[Excerpts from a point-labeling dataset]
"""

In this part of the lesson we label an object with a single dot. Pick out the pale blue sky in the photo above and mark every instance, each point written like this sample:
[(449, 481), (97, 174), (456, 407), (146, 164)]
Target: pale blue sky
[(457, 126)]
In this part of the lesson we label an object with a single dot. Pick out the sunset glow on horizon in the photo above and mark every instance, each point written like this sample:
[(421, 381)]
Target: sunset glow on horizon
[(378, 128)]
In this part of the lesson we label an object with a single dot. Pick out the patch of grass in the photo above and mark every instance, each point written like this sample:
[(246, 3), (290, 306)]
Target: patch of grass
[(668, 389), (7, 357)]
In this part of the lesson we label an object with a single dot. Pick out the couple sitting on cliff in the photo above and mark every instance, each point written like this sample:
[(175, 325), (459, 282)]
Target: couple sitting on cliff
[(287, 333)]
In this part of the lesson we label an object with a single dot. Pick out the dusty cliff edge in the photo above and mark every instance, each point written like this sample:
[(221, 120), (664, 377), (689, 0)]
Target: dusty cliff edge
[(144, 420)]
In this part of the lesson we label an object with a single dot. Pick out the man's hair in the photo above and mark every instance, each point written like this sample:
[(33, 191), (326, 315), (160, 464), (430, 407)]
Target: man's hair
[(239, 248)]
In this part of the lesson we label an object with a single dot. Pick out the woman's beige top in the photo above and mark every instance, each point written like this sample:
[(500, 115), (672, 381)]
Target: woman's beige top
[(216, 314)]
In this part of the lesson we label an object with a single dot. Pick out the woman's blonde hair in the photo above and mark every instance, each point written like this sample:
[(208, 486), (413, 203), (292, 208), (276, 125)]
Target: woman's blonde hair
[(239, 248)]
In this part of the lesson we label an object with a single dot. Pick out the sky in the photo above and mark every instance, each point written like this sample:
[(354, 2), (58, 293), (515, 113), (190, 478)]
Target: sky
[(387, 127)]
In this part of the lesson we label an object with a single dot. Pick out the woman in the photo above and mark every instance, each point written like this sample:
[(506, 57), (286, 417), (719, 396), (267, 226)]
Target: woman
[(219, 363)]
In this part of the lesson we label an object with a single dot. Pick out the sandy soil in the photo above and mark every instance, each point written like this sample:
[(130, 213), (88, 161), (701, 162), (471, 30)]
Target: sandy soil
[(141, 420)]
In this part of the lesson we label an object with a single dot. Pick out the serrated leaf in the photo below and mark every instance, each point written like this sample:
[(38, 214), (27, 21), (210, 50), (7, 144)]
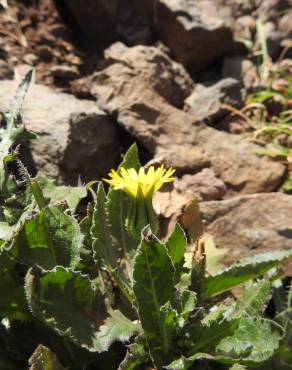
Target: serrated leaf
[(7, 136), (71, 195), (50, 238), (44, 359), (117, 328), (186, 303), (238, 367), (153, 288), (13, 303), (176, 245), (253, 342), (68, 302), (254, 299), (247, 269), (136, 356)]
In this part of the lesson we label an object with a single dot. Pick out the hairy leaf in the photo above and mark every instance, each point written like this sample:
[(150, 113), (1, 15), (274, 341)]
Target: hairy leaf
[(153, 288), (254, 299), (117, 328), (13, 303), (71, 195), (176, 245), (68, 302), (51, 238), (44, 359), (7, 138), (136, 356), (249, 268), (253, 342)]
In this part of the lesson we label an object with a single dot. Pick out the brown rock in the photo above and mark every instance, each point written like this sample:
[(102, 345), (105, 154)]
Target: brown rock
[(238, 67), (211, 104), (193, 31), (174, 138), (105, 21), (64, 72), (204, 185), (165, 76), (74, 136), (250, 224)]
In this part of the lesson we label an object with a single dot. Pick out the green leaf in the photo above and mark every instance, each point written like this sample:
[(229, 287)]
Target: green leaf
[(204, 336), (117, 328), (253, 342), (238, 367), (136, 356), (51, 238), (44, 359), (214, 256), (68, 302), (176, 245), (187, 301), (13, 303), (7, 137), (153, 287), (254, 299), (247, 269), (71, 195)]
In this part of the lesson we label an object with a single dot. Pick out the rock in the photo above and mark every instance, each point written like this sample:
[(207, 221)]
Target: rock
[(175, 139), (124, 18), (271, 13), (238, 67), (74, 136), (65, 72), (204, 185), (210, 103), (250, 224), (193, 30), (269, 10), (175, 207), (5, 71), (167, 77)]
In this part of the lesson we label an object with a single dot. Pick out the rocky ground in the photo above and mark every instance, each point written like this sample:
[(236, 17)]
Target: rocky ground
[(176, 76)]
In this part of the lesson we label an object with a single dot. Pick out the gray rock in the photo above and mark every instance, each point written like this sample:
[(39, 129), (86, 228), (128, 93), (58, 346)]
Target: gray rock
[(173, 136), (209, 104), (74, 136), (250, 224), (239, 67), (193, 30)]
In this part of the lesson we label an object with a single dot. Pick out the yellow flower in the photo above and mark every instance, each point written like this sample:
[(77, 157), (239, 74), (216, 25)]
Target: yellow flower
[(142, 182)]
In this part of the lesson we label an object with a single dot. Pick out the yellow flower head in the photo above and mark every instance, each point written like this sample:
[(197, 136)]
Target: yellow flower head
[(142, 182)]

"""

• **Written request**:
Reproduce the full listing, substituting "single point" for every occurrence of "single dot" and leaving all other text unchanged; omit the pictures from your answer.

• **Written response**:
In this part of the lesson we label an object with a single point. Pick out the pale blue sky in the photo above and mark every instance, each point written like this sample:
[(449, 481), (97, 174), (456, 407), (146, 164)]
Target: pale blue sky
[(457, 126)]
In this part of the lesson we label an object with a single point. Pick out the sunset glow on horizon in the photo above and mark every instance, each point written like this sample:
[(421, 381)]
Target: sunset glow on horizon
[(378, 128)]
In this part of the lesson we label an object with a single point. Pick out the patch of grass in the photo above and mark every instance, each point written like this sample:
[(246, 3), (290, 306)]
Target: patch of grass
[(668, 389), (7, 357)]
In this part of the lesson we label an object with a single point. Pick out the couple sitting on cliff in the photo above and mark every instance, each point written like this sample:
[(175, 325), (459, 282)]
Target: couple sitting on cliff
[(287, 333)]
In this part of the lesson we label an object with a single point. Pick out the dusty cliff edge in the photo above and mark every instance, each point written like this sample:
[(221, 120), (664, 377), (689, 0)]
Target: dusty cliff edge
[(144, 420)]
In this part of the lesson we label an object with a single point. Pick out the man's hair in the photo above and mark every instance, each point written like this sample:
[(33, 191), (326, 315), (160, 464), (430, 407)]
Target: man's hair
[(239, 248)]
In this part of the lesson we label an object with a single point. Pick out the woman's beige top in the photo above and mark every instance, each point written like this sample:
[(500, 115), (672, 381)]
Target: woman's beige top
[(216, 314)]
In this part of the lesson we label an object with a single point. Pick out the woman's blonde hair in the photo above and mark every instance, each point written like this sample:
[(208, 486), (413, 203), (292, 208), (276, 125)]
Target: woman's blonde hair
[(239, 248)]
In this part of the lesson we label an object with a single point. Pick out the sky in the photo above and mark every instance, each point written like this sample:
[(354, 2), (58, 293), (515, 113), (190, 478)]
Target: sky
[(387, 127)]
In this part of the lesson we label an object with a single point. Pick out the woman in the photo above and mark every instance, each point written like this sample:
[(506, 57), (286, 417), (719, 396), (267, 226)]
Target: woman
[(219, 363)]
In this part of the lesson we label an object with a single point. Pick out the sandy soil in the photo above and mark every instance, each point written like this sample:
[(130, 213), (88, 161), (701, 162), (471, 30)]
Target: sandy soil
[(141, 420)]
In this part of the lesson we label an object with a single point. Pick out the serrated leaf in the photo below and mark every instance, each point written like this sample:
[(38, 214), (27, 21), (210, 50), (7, 144)]
Target: serrated leaf
[(7, 136), (71, 195), (50, 238), (44, 359), (117, 328), (186, 303), (238, 367), (153, 288), (13, 303), (176, 245), (253, 342), (68, 302), (254, 299), (247, 269), (136, 356)]
In this part of the lesson we label an object with a single point. Pick out the hairy leaf in the photo above and mark every instance, each point written like this sample:
[(150, 113), (1, 15), (274, 341)]
Target: hairy leaf
[(153, 288), (254, 299), (117, 328), (13, 303), (71, 195), (176, 245), (68, 302), (51, 238), (44, 359), (7, 138), (136, 356), (249, 268), (253, 342)]
In this part of the lesson we label an object with a single point. Pick out the brown rock in the photo above and mark every instance, each point written like this sample:
[(102, 345), (105, 154)]
Target: brown rock
[(238, 67), (211, 104), (193, 31), (174, 138), (105, 21), (64, 72), (204, 185), (165, 76), (74, 136), (250, 224)]
In this part of the lesson we label an object with a single point. Pick out the green leaf in the photo above and mark every instance, each point written like this sample:
[(229, 287)]
Target: green leaf
[(204, 336), (117, 328), (253, 342), (238, 367), (136, 356), (51, 238), (44, 359), (214, 256), (68, 302), (176, 245), (187, 301), (13, 303), (7, 137), (153, 287), (254, 299), (247, 269), (71, 195)]
In this part of the lesson we label an object with a single point. Pick out the rock in the photo above and mark every instance, each point written like this sample:
[(207, 221)]
Target: rock
[(175, 139), (124, 18), (271, 13), (238, 67), (74, 136), (65, 72), (204, 185), (210, 103), (250, 224), (193, 30), (269, 10), (175, 207), (5, 71), (167, 77)]
In this part of the lesson we label an object with a single point. Pick out the rocky ground in the photo above and mark every instance, each point written like this sample:
[(236, 17)]
Target: rocky ground
[(176, 76)]
In this part of the lesson we label an object with a single point. Pick out the gray rock in the photo above and mark every instance, each point written like this sample:
[(39, 129), (86, 228), (128, 93), (58, 346)]
Target: gray rock
[(173, 136), (209, 104), (74, 136), (250, 224), (239, 67), (193, 30)]
In this part of the lesson we label an object with a single point. Pick out the yellow flower in the photo above and mark every instance, each point written like this sample:
[(77, 157), (239, 74), (216, 25)]
Target: yellow flower
[(142, 182)]
In this part of the lesson we label an object with a single point. Pick out the yellow flower head in the photo above and mark every instance, each point written like this sample:
[(197, 136)]
Target: yellow flower head
[(142, 182)]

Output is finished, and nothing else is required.